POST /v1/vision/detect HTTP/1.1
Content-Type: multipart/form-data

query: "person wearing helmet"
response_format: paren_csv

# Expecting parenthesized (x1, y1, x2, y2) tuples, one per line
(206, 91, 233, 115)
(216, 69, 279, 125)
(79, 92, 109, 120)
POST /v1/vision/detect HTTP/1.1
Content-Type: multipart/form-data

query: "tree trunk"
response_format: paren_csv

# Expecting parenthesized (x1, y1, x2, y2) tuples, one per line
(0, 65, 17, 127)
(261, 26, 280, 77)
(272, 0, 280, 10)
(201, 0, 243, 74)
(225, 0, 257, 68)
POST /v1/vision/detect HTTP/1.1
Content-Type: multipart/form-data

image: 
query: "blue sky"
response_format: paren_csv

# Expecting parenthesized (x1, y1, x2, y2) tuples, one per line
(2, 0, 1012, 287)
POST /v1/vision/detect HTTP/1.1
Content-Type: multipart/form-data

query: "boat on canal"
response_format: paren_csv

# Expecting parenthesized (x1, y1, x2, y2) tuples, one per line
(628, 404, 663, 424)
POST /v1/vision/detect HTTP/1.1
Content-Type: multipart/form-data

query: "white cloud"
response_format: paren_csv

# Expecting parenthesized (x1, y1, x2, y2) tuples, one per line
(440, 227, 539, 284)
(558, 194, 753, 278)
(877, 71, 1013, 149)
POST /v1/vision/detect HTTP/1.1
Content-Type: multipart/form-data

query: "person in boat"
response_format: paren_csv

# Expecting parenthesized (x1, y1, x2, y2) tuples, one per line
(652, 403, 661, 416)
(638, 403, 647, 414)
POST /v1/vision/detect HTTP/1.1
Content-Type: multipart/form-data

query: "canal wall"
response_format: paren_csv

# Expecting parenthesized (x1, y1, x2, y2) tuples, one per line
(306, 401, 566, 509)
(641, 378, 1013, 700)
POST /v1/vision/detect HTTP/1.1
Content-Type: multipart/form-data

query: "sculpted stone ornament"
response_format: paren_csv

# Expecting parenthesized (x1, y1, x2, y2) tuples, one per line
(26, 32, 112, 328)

-*-

■ **Exercise aim**
Set down the listing above in its entirety, exactly as written.

■ **Result of this exercise**
POST /v1/vision/detect HTTP/1.1
Content-Type: multipart/form-data

query: "person wearing helmet"
response_format: paren_csv

# Expecting parenthesized (x1, y1, x2, y2) tuples, one per line
(206, 91, 233, 115)
(216, 69, 279, 125)
(79, 92, 109, 120)
POST /v1/vision/detect HTTP/1.1
Content-Type: multipart/form-data

query: "tree trunk"
response_format: paren_csv

# Expecting parenthesized (x1, y1, x2, y2) tuples, one per line
(0, 65, 17, 127)
(261, 26, 280, 77)
(272, 0, 280, 10)
(201, 0, 243, 74)
(225, 0, 257, 68)
POST /v1/vision/detect HTTP/1.1
Content-Type: multipart/form-data

image: 
query: "blue sky"
response_format: paren_csv

# Expecting parenthesized (x1, y1, x2, y2) tuples, one per line
(2, 0, 1012, 287)
POST /v1/vision/detect HTTP/1.1
Content-Type: multipart/form-data

query: "boat on canal"
response_format: paren_csv

# Expecting parenthesized (x1, y1, x2, y2) tuples, one per line
(628, 404, 663, 424)
POST /v1/vision/detect HTTP/1.1
Content-Type: multipart/form-data

query: "white cloud"
response_format: paren_csv

# Expecting parenthesized (x1, y1, x2, y2) tuples, one per line
(440, 227, 539, 284)
(558, 194, 753, 278)
(877, 71, 1013, 149)
POST /v1/vision/detect HTTP/1.1
Content-Type: multipart/form-data

query: "person in boat"
response_format: paren_csv

# Expecting parenthesized (x1, y1, x2, y2) tuples, one per line
(652, 403, 661, 416)
(638, 403, 647, 414)
POST /v1/vision/detect HTTP/1.1
Content-Type: multipart/form-data

query: "canal wall"
response_format: paren_csv

# Expecting parenthesized (x1, y1, x2, y2) tuples, one per line
(306, 401, 566, 509)
(641, 378, 1013, 700)
POST /v1/vision/detect HTTP/1.1
Content-Type: multipart/form-data

query: "sculpted stone ornament"
response_format: paren_csv

# Expecting parenthesized (x1, y1, x2, y2) tuples, one per line
(26, 32, 112, 328)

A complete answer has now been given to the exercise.